**Task to carry out**
Turn every line of the records below into a JSON list of strings, one string per line. Leave out the blank lines.

Labeled area outline entries:
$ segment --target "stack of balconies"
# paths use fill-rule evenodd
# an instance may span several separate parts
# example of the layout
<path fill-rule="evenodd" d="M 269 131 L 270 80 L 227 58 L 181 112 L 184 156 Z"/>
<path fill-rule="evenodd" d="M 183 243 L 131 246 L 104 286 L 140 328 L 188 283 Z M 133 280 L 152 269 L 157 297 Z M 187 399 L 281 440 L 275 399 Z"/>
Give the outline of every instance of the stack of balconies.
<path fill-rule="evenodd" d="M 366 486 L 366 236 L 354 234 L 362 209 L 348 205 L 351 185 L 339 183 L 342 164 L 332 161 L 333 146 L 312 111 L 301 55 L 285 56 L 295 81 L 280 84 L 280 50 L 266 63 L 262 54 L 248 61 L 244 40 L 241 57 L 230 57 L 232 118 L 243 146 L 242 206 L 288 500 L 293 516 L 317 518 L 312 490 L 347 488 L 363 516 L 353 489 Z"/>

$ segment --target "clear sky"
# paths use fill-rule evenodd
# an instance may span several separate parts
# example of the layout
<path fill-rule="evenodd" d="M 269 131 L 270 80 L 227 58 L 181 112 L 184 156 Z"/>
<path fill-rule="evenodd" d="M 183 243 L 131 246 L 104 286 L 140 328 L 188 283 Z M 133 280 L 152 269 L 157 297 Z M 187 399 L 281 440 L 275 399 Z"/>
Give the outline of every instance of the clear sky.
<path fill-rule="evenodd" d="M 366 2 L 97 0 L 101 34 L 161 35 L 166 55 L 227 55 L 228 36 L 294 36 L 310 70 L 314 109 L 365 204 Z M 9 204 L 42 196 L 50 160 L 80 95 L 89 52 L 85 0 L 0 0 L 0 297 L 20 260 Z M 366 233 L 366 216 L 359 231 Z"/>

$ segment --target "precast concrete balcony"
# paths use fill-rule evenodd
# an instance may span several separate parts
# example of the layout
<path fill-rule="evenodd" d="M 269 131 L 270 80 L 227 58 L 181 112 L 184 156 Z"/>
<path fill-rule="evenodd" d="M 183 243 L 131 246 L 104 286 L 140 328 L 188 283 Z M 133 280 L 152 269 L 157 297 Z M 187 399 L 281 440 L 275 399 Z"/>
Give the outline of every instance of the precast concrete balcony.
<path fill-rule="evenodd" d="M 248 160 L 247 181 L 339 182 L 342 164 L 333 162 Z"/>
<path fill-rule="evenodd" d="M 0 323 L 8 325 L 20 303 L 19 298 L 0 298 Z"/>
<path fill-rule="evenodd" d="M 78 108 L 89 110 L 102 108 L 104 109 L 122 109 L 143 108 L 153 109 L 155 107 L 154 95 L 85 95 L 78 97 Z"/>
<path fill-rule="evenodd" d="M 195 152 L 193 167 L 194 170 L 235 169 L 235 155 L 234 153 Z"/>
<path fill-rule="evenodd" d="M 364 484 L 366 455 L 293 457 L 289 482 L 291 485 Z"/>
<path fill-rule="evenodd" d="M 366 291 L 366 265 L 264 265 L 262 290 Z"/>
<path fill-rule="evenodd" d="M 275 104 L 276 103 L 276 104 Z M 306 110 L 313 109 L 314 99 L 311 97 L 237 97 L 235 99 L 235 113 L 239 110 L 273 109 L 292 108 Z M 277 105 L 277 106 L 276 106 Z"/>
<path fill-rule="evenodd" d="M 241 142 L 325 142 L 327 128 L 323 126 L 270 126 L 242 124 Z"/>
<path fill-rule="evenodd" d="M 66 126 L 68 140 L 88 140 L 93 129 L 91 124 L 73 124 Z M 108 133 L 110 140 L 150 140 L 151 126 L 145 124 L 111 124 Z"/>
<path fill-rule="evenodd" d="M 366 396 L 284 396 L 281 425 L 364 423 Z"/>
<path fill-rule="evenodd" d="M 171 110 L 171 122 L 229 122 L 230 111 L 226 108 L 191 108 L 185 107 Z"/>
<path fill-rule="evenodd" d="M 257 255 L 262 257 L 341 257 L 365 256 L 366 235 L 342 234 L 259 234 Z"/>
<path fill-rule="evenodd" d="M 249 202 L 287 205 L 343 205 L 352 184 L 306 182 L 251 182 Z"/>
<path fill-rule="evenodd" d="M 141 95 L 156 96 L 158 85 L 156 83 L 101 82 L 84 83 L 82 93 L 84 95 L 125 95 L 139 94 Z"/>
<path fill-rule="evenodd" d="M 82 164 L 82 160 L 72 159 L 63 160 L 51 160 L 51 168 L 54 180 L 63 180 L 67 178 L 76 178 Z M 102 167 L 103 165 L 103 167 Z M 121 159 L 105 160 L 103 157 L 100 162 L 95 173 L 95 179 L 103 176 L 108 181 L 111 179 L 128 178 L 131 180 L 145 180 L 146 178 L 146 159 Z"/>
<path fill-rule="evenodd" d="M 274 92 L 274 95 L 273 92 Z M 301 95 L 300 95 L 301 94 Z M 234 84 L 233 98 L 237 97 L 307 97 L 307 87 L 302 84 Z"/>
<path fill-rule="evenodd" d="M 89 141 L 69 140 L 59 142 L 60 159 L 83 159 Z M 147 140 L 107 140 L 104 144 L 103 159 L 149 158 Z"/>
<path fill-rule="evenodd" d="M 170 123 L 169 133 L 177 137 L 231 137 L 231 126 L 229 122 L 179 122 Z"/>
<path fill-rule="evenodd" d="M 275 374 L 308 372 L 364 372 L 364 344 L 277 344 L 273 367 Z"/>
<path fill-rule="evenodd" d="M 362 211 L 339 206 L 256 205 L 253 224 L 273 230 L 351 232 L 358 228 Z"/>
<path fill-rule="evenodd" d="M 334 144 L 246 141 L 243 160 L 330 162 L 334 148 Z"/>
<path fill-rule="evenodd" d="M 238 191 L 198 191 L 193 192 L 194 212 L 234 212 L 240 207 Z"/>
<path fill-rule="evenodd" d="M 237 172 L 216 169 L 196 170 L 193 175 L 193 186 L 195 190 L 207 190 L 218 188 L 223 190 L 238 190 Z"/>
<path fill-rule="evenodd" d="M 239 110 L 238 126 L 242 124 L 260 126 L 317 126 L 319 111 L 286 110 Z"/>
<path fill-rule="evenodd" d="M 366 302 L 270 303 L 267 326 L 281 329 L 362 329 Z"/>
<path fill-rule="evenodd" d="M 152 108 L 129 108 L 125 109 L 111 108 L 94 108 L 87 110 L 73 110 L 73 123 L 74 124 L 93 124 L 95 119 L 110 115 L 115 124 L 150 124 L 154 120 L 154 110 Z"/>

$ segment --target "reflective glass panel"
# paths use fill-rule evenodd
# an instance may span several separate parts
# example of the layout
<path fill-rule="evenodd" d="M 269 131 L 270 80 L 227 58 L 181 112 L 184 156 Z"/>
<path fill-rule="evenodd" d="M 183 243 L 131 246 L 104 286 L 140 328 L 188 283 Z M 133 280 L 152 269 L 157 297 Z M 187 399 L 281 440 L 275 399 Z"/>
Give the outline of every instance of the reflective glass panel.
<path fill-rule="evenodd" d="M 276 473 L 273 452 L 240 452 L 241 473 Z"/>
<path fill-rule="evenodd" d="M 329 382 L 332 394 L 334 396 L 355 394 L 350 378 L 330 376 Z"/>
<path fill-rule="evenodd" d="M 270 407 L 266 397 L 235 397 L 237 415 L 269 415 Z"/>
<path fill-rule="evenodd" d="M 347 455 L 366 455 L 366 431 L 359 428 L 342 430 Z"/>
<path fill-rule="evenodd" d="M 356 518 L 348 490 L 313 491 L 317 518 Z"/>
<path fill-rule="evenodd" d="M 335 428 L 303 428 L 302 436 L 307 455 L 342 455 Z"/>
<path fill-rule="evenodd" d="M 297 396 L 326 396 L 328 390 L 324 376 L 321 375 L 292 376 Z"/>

**Task response**
[
  "$ segment --target \"stack of balconies\"",
  "# paths use fill-rule evenodd",
  "# an instance may span several separate parts",
  "# example of the layout",
  "<path fill-rule=\"evenodd\" d=\"M 269 131 L 270 80 L 227 58 L 181 112 L 184 156 Z\"/>",
  "<path fill-rule=\"evenodd\" d=\"M 183 243 L 131 246 L 104 286 L 140 328 L 188 283 Z M 133 280 L 152 269 L 157 297 Z M 187 399 L 281 440 L 275 399 Z\"/>",
  "Give the outline of every instance of the stack of balconies.",
  "<path fill-rule=\"evenodd\" d=\"M 366 486 L 366 236 L 354 234 L 362 209 L 348 205 L 351 185 L 339 183 L 342 164 L 332 161 L 333 146 L 312 111 L 301 55 L 285 56 L 295 81 L 280 84 L 280 50 L 266 63 L 262 54 L 248 61 L 244 40 L 241 57 L 230 57 L 232 118 L 243 146 L 242 206 L 288 500 L 293 516 L 317 518 L 312 490 L 347 488 L 363 516 L 353 489 Z\"/>",
  "$ segment --target \"clear sky\"",
  "# paths use fill-rule evenodd",
  "# an instance may span several separate parts",
  "# example of the layout",
  "<path fill-rule=\"evenodd\" d=\"M 269 131 L 270 80 L 227 58 L 181 112 L 184 156 Z\"/>",
  "<path fill-rule=\"evenodd\" d=\"M 183 243 L 131 246 L 104 286 L 140 328 L 188 283 Z M 133 280 L 152 269 L 157 297 Z M 187 399 L 281 440 L 275 399 Z\"/>",
  "Give the outline of every instance of the clear sky.",
  "<path fill-rule=\"evenodd\" d=\"M 366 2 L 97 0 L 101 34 L 161 35 L 166 55 L 227 55 L 228 36 L 294 36 L 310 70 L 314 109 L 365 204 Z M 9 204 L 42 196 L 50 160 L 80 95 L 89 52 L 85 0 L 0 0 L 0 297 L 20 260 Z M 366 233 L 366 216 L 359 231 Z\"/>",
  "$ segment --target \"precast concrete balcony\"",
  "# paths use fill-rule evenodd",
  "# an instance may span several separate parts",
  "# example of the layout",
  "<path fill-rule=\"evenodd\" d=\"M 269 131 L 270 80 L 227 58 L 181 112 L 184 156 Z\"/>",
  "<path fill-rule=\"evenodd\" d=\"M 183 243 L 131 246 L 104 286 L 140 328 L 188 283 Z M 133 280 L 152 269 L 157 297 Z M 187 399 L 281 440 L 275 399 Z\"/>",
  "Give the outline of every instance of the precast concrete balcony.",
  "<path fill-rule=\"evenodd\" d=\"M 248 160 L 247 181 L 339 182 L 342 164 L 333 162 Z\"/>",
  "<path fill-rule=\"evenodd\" d=\"M 0 323 L 8 325 L 20 303 L 19 298 L 0 298 Z\"/>",
  "<path fill-rule=\"evenodd\" d=\"M 78 108 L 89 110 L 102 108 L 104 109 L 122 109 L 143 108 L 153 109 L 155 107 L 154 95 L 85 95 L 78 97 Z\"/>",
  "<path fill-rule=\"evenodd\" d=\"M 195 152 L 193 167 L 194 170 L 235 169 L 235 155 L 234 153 Z\"/>",
  "<path fill-rule=\"evenodd\" d=\"M 364 484 L 366 455 L 293 457 L 289 482 L 291 485 Z\"/>",
  "<path fill-rule=\"evenodd\" d=\"M 366 291 L 366 265 L 264 265 L 262 290 Z\"/>",
  "<path fill-rule=\"evenodd\" d=\"M 275 104 L 276 103 L 276 104 Z M 306 110 L 313 109 L 314 99 L 311 97 L 237 97 L 235 99 L 235 113 L 239 110 L 273 109 L 292 108 Z M 277 105 L 277 106 L 276 106 Z\"/>",
  "<path fill-rule=\"evenodd\" d=\"M 241 142 L 325 142 L 327 128 L 323 126 L 270 126 L 242 124 Z\"/>",
  "<path fill-rule=\"evenodd\" d=\"M 66 126 L 68 140 L 88 140 L 93 129 L 91 124 L 73 124 Z M 108 133 L 110 140 L 150 140 L 151 126 L 145 124 L 111 124 Z\"/>",
  "<path fill-rule=\"evenodd\" d=\"M 366 396 L 284 396 L 281 425 L 364 423 Z\"/>",
  "<path fill-rule=\"evenodd\" d=\"M 171 110 L 171 122 L 229 122 L 230 111 L 226 108 L 191 108 L 185 107 Z\"/>",
  "<path fill-rule=\"evenodd\" d=\"M 257 255 L 262 257 L 341 257 L 365 256 L 366 235 L 342 234 L 259 234 Z\"/>",
  "<path fill-rule=\"evenodd\" d=\"M 249 202 L 287 205 L 343 205 L 352 184 L 306 182 L 251 182 Z\"/>",
  "<path fill-rule=\"evenodd\" d=\"M 141 95 L 156 96 L 158 85 L 156 83 L 101 82 L 84 83 L 82 93 L 84 95 L 125 95 L 139 94 Z\"/>",
  "<path fill-rule=\"evenodd\" d=\"M 82 164 L 82 160 L 72 159 L 63 160 L 51 160 L 51 168 L 54 180 L 63 180 L 67 178 L 76 178 Z M 102 167 L 103 165 L 103 167 Z M 121 159 L 105 160 L 103 157 L 100 162 L 95 173 L 95 179 L 103 176 L 108 181 L 111 179 L 128 178 L 131 180 L 145 180 L 146 178 L 146 159 Z\"/>",
  "<path fill-rule=\"evenodd\" d=\"M 274 92 L 274 95 L 273 92 Z M 301 95 L 300 95 L 301 94 Z M 234 84 L 233 98 L 237 97 L 307 97 L 307 87 L 302 84 Z\"/>",
  "<path fill-rule=\"evenodd\" d=\"M 89 141 L 69 140 L 59 142 L 60 159 L 83 159 Z M 147 140 L 107 140 L 104 144 L 103 159 L 149 158 Z\"/>",
  "<path fill-rule=\"evenodd\" d=\"M 170 123 L 169 133 L 177 137 L 231 137 L 231 126 L 229 122 L 179 122 Z\"/>",
  "<path fill-rule=\"evenodd\" d=\"M 275 374 L 308 372 L 364 372 L 364 344 L 277 344 L 273 367 Z\"/>",
  "<path fill-rule=\"evenodd\" d=\"M 362 211 L 339 206 L 256 205 L 253 224 L 273 230 L 351 232 L 358 228 Z\"/>",
  "<path fill-rule=\"evenodd\" d=\"M 334 144 L 246 141 L 243 160 L 330 162 L 334 148 Z\"/>",
  "<path fill-rule=\"evenodd\" d=\"M 238 191 L 198 191 L 193 192 L 194 212 L 234 212 L 240 207 Z\"/>",
  "<path fill-rule=\"evenodd\" d=\"M 237 172 L 216 169 L 196 170 L 193 175 L 193 186 L 195 190 L 207 190 L 218 188 L 223 190 L 238 190 Z\"/>",
  "<path fill-rule=\"evenodd\" d=\"M 239 110 L 238 126 L 242 124 L 260 126 L 317 126 L 319 111 L 286 110 Z\"/>",
  "<path fill-rule=\"evenodd\" d=\"M 366 302 L 270 303 L 267 326 L 281 329 L 362 329 Z\"/>",
  "<path fill-rule=\"evenodd\" d=\"M 152 108 L 129 108 L 125 109 L 111 108 L 94 108 L 87 110 L 73 110 L 73 123 L 74 124 L 93 124 L 95 119 L 110 115 L 115 124 L 150 124 L 154 120 L 154 110 Z\"/>",
  "$ segment --target \"reflective glass panel\"",
  "# paths use fill-rule evenodd",
  "# an instance may span several separate parts",
  "# example of the layout",
  "<path fill-rule=\"evenodd\" d=\"M 269 131 L 270 80 L 227 58 L 181 112 L 184 156 Z\"/>",
  "<path fill-rule=\"evenodd\" d=\"M 183 243 L 131 246 L 104 286 L 140 328 L 188 283 Z M 133 280 L 152 269 L 157 297 Z M 187 399 L 281 440 L 275 399 Z\"/>",
  "Give the outline of every instance of the reflective glass panel.",
  "<path fill-rule=\"evenodd\" d=\"M 276 473 L 273 452 L 240 452 L 241 473 Z\"/>",
  "<path fill-rule=\"evenodd\" d=\"M 329 382 L 332 394 L 334 396 L 355 394 L 350 378 L 330 376 Z\"/>",
  "<path fill-rule=\"evenodd\" d=\"M 270 407 L 266 397 L 235 397 L 237 415 L 269 415 Z\"/>",
  "<path fill-rule=\"evenodd\" d=\"M 347 455 L 366 455 L 366 431 L 359 428 L 342 430 Z\"/>",
  "<path fill-rule=\"evenodd\" d=\"M 356 518 L 348 490 L 313 491 L 317 518 Z\"/>",
  "<path fill-rule=\"evenodd\" d=\"M 335 428 L 303 428 L 302 436 L 307 455 L 342 455 Z\"/>",
  "<path fill-rule=\"evenodd\" d=\"M 297 396 L 326 396 L 328 390 L 324 376 L 321 375 L 292 376 Z\"/>"
]